**Your objective**
Return each entry exactly, with none missing.

**Dataset extract**
== Segment start ==
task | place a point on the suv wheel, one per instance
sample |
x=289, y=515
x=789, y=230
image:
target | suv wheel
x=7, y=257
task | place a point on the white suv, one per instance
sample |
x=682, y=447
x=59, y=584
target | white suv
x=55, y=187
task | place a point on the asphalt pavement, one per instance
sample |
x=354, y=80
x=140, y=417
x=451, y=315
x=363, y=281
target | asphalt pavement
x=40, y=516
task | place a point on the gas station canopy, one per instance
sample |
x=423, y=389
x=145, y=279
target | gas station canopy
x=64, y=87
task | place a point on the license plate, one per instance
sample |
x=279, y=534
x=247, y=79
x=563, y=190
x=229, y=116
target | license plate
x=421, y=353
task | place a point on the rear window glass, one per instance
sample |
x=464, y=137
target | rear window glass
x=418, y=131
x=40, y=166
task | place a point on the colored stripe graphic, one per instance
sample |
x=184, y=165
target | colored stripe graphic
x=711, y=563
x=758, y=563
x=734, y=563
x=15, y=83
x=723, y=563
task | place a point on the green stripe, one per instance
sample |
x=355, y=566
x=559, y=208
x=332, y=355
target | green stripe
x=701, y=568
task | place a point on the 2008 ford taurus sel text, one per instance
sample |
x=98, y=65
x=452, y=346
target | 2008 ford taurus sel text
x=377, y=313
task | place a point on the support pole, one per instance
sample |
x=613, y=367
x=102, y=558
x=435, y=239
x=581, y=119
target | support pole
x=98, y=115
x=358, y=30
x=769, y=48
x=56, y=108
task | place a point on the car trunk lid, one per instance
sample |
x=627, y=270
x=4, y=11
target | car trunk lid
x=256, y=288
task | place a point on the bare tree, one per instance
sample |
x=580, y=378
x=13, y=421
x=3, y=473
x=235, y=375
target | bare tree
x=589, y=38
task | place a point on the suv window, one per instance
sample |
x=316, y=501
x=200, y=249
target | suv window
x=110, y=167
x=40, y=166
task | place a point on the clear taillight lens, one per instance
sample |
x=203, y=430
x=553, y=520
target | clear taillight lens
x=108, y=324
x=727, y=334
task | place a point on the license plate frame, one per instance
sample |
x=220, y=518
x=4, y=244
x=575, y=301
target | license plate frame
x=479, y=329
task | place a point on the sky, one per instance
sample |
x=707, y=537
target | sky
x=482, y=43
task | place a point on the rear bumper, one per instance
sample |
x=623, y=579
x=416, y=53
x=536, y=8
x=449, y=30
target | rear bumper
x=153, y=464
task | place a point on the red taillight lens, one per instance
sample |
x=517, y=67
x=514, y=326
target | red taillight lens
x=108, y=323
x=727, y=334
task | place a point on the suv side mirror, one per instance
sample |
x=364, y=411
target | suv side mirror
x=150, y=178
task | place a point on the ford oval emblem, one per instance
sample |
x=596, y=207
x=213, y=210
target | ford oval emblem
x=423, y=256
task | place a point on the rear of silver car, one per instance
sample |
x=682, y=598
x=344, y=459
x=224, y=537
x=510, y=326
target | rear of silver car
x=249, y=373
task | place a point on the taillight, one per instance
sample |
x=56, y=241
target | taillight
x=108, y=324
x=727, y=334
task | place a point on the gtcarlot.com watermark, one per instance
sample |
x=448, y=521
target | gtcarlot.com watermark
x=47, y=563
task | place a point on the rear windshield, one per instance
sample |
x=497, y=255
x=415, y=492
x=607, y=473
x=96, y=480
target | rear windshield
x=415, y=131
== Segment end ==
**Finished task**
task | place a point on the suv wheel, one per instance
sample |
x=289, y=515
x=789, y=230
image:
target | suv wheel
x=7, y=257
task | place a point on the white suv, one per instance
sample |
x=682, y=447
x=59, y=584
target | white suv
x=55, y=187
task | place a point on the asphalt pavement, one per instance
sample |
x=354, y=80
x=140, y=417
x=451, y=315
x=363, y=281
target | asphalt pavement
x=40, y=516
task | place a point on the gas station canopy, one per instance
sample |
x=423, y=389
x=145, y=279
target | gas station canopy
x=64, y=87
task | place a point on the license plate, one per instance
sample |
x=279, y=534
x=247, y=79
x=563, y=190
x=229, y=116
target | license plate
x=421, y=353
task | place a point on the rear window glass, one per instance
sample |
x=464, y=137
target | rear window glass
x=418, y=131
x=40, y=166
task | place a point on the colored stripe graphic, one per instance
sample |
x=184, y=165
target | colored stripe graphic
x=711, y=563
x=758, y=563
x=734, y=563
x=15, y=83
x=723, y=563
task | place a point on the green stripe, one per instance
sample |
x=355, y=566
x=559, y=208
x=332, y=355
target | green stripe
x=701, y=568
task | place a point on the 2008 ford taurus sel text, one per instance
sample |
x=98, y=65
x=452, y=346
target | 2008 ford taurus sel text
x=377, y=313
task | place a point on the support pole, one per instance
sample |
x=613, y=367
x=102, y=558
x=435, y=239
x=581, y=119
target | support pole
x=98, y=115
x=358, y=30
x=769, y=48
x=56, y=108
task | place a point on the car trunk lid, one per instance
sample |
x=627, y=270
x=4, y=11
target | car trunk lid
x=256, y=288
task | place a point on the bare tree, one per instance
sample |
x=580, y=378
x=13, y=421
x=3, y=473
x=235, y=375
target | bare tree
x=589, y=38
task | place a point on the suv window, one per instance
sample |
x=316, y=501
x=200, y=249
target | suv window
x=110, y=167
x=40, y=166
task | place a point on the clear taillight lens, one per instance
sample |
x=203, y=430
x=553, y=520
target | clear taillight lens
x=108, y=324
x=727, y=334
task | place a point on the license plate frame, one per instance
sample |
x=220, y=518
x=4, y=244
x=575, y=301
target | license plate frame
x=479, y=329
task | place a point on the sky, one per instance
sample |
x=707, y=537
target | sky
x=482, y=43
task | place a point on the rear bumper, one per instance
sample |
x=623, y=579
x=416, y=53
x=536, y=8
x=449, y=30
target | rear bumper
x=153, y=464
task | place a point on the red taillight lens, one per instance
sample |
x=517, y=67
x=514, y=326
target | red taillight lens
x=108, y=323
x=727, y=334
task | place a point on the suv side mirror, one per instance
sample |
x=364, y=411
target | suv side mirror
x=150, y=178
task | place a point on the ford oval emblem, one per instance
sample |
x=596, y=207
x=213, y=210
target | ford oval emblem
x=423, y=256
task | place a point on the rear of silver car, one per instance
sample |
x=682, y=598
x=344, y=459
x=224, y=537
x=510, y=326
target | rear of silver car
x=249, y=373
task | place a point on the taillight, one per instance
sample |
x=56, y=241
target | taillight
x=108, y=324
x=727, y=334
task | place a point on the gtcarlot.com watermark, one per instance
sample |
x=448, y=521
target | gtcarlot.com watermark
x=47, y=563
task | place a point on the rear windshield, one per instance
sample |
x=497, y=255
x=415, y=492
x=607, y=473
x=96, y=480
target | rear windshield
x=415, y=131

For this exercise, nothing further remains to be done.